- TEKS BACAAN:
>>>>>
REPUBLIKA.CO.ID, YANGON -- Dua wartawan Reuters yang ditahan di Myanmar hadir di pengadilan pada Rabu (10/1), bertepatan dengan jaksa penuntut umum mengajukan tuntutan terhadap mereka atas tuduhan mereka melanggar Undang-Undang Rahasia Publik negara tersebut.
Wa Lone (31 tahun) dan Kyaw Soe Oo (27) telah bekerja untuk media Reuters mengenai krisis di negara bagian Rakhine di mana menurut perkiraan Perserikatan Bangsa Bangsa sekitar 655 ribu Muslim Rohingya telah melarikan diri dari tindakan keras militer terhadap militan. Para wartawan itu ditahan pada 12 Desember setelah mereka diundang menemui petugas polisi untuk makan malam.
Kementerian Informasi telah mengutip polisi yang mengatakan bahwa mereka "ditangkap karena memiliki dokumen pemerintah penting dan rahasia yang berkaitan dengan Negara Bagian Rakhine dan pasukan keamanan."
Kementerian tersebut mengatakan bahwa mereka "memperoleh informasi secara tidak sah dengan maksud untuk membagikannya dengan media asing" dan menghadapi tuntutan berdasarkan Undang-Undang Rahasia Resmi era kolonial Inggris.
Undang-Undang tersebut dimulai pada tahun 1923, ketika Myanmar, yang saat itu dikenal sebagai Burma, adalah sebuah provinsi dari Inggris India. Undang Undang itu memberikan hukuman maksimum penjara 14 tahun.
Para wartawan telah memberi tahu keluarga mereka bahwa mereka ditangkap segera setelah menerima beberapa dokumen di sebuah restoran dari dua polisi yang belum pernah mereka temui sebelumnya.
Keduanya muncul di pengadilan untuk pertama kalinya pada 27 Desember, saat penahanan mereka diperpanjang selama dua minggu lagi. Selama proses pemeriksaan, mereka diizinkan menemui kerabat dan pengacara mereka untuk pertama kali sejak ditangkap.
Pejabat pemerintah dari beberapa negara besar di dunia, termasuk Amerika Serikat, Inggris dan Kanada, serta pejabat tinggi Perserikatan Bangsa-Bangsa, telah menyerukan pembebasan para wartawan itu.
<<<<<
- BAHAN YANG DISEDIAKAN:
>>>>>
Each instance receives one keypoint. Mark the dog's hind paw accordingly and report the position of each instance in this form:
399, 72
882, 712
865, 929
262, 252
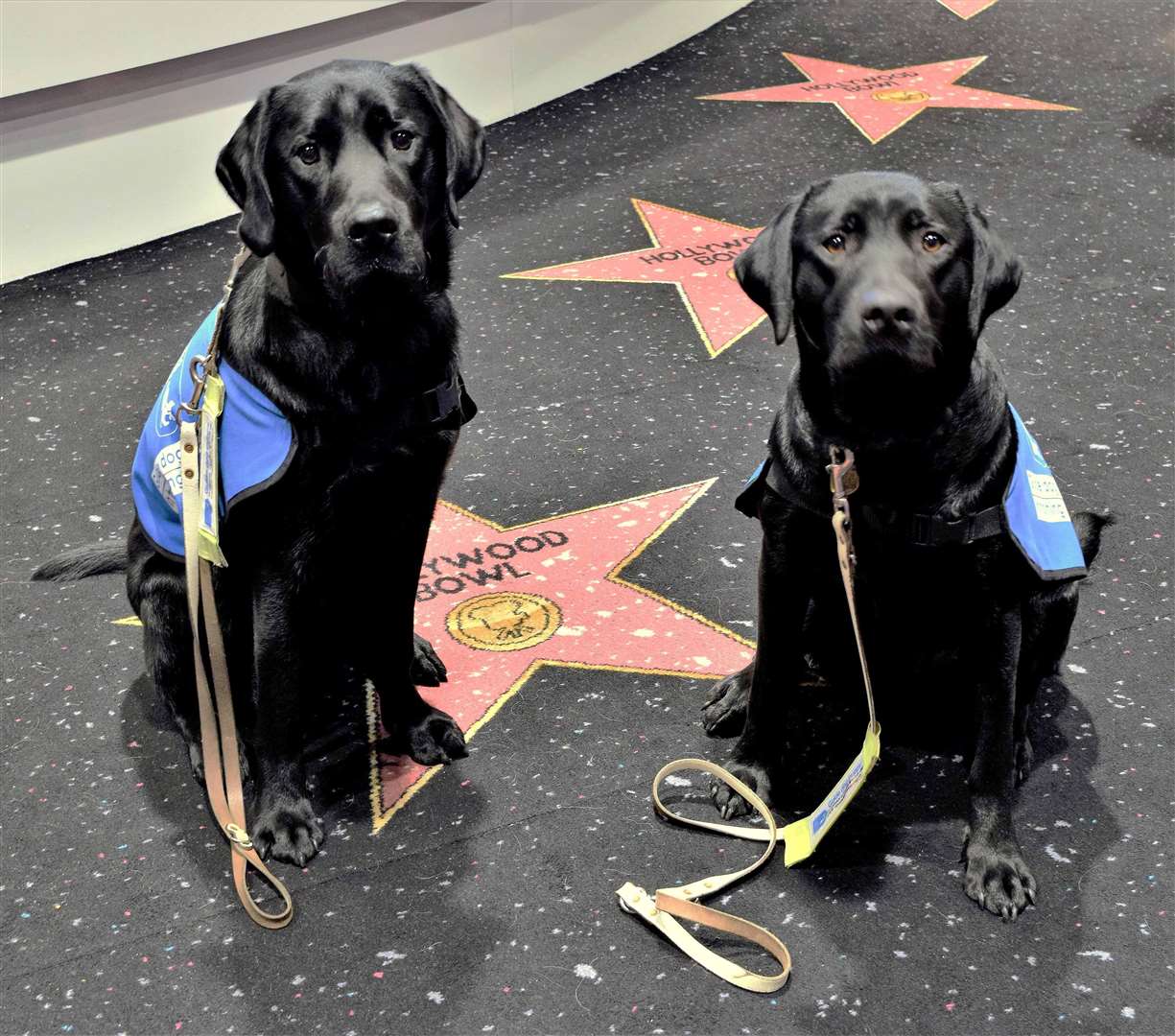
<<<<<
- SOAL LATIHAN: Menurut berita tentang penahanan dua wartawan Reuters di Myanmar, pada tanggal berapa kedua wartawan itu ditahan?

- PEMBAHASAN SOAL: Mereka ditahan pada 12 Desember.